_THE EXERCISE_. Count the lines in the records below that contain the string "green". Case counts. Give only the number.

_DATA LISTING_.
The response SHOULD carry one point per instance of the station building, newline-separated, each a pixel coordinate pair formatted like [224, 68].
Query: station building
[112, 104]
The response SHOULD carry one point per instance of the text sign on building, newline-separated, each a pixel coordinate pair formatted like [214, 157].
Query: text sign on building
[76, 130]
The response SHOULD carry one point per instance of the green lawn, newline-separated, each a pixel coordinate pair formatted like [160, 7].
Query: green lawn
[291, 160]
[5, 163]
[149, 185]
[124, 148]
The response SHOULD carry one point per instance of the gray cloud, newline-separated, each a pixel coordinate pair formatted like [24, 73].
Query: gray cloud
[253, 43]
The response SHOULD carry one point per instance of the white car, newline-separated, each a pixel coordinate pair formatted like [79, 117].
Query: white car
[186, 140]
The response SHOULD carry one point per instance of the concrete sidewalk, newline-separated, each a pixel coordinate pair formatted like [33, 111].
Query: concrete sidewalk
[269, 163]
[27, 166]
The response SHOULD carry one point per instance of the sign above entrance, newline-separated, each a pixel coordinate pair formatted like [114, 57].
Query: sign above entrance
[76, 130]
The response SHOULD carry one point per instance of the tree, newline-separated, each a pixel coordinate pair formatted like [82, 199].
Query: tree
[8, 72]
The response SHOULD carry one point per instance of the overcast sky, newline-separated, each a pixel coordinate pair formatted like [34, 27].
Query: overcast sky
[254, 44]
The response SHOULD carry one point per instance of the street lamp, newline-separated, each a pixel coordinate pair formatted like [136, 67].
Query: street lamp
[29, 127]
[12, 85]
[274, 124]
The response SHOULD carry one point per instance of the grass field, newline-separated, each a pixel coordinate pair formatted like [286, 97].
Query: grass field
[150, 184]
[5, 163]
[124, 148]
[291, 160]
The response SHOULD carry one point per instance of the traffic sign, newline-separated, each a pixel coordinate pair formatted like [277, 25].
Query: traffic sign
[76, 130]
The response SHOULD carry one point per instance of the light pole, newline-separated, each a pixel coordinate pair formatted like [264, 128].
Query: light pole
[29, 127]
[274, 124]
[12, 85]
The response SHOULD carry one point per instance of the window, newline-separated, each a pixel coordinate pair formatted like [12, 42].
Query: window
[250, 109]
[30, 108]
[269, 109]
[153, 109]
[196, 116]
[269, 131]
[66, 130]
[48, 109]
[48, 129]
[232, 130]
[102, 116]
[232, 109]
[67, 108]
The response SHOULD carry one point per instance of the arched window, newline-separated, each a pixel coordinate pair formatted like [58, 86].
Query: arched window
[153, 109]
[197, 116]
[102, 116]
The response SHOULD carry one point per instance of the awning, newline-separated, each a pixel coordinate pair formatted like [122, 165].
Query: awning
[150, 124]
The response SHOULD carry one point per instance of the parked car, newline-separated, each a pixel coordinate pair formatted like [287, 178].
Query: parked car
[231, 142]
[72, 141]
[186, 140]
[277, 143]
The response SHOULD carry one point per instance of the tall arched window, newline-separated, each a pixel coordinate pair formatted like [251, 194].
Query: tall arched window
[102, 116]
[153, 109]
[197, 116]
--
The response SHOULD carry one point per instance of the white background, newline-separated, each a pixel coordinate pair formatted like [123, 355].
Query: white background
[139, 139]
* * *
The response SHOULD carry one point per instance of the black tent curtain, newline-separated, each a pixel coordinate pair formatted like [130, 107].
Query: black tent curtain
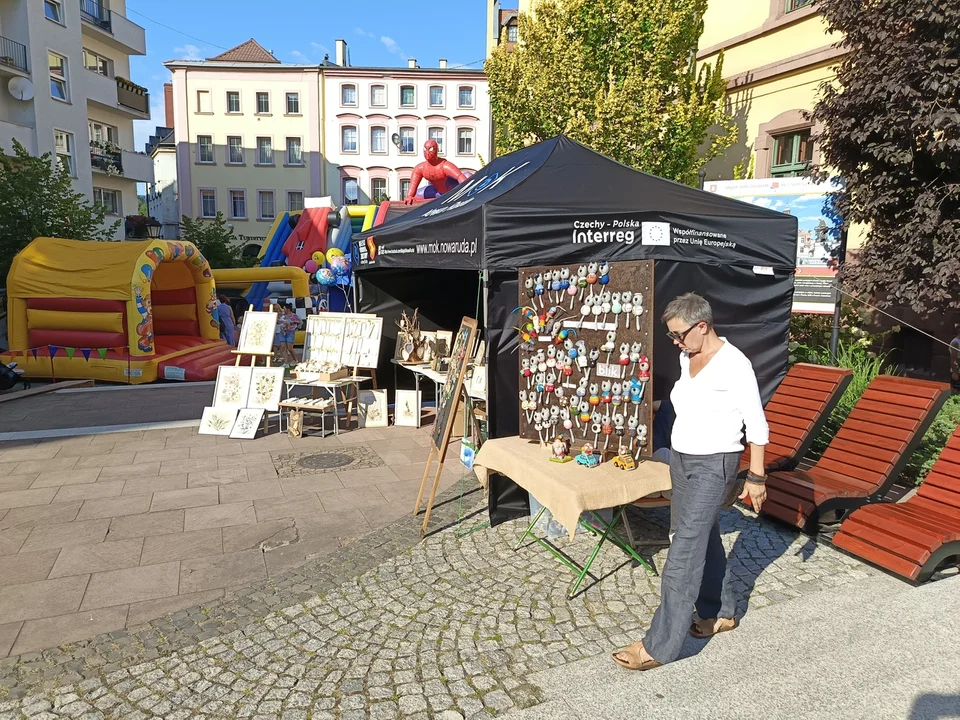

_COMPLETE ANSWER_. 2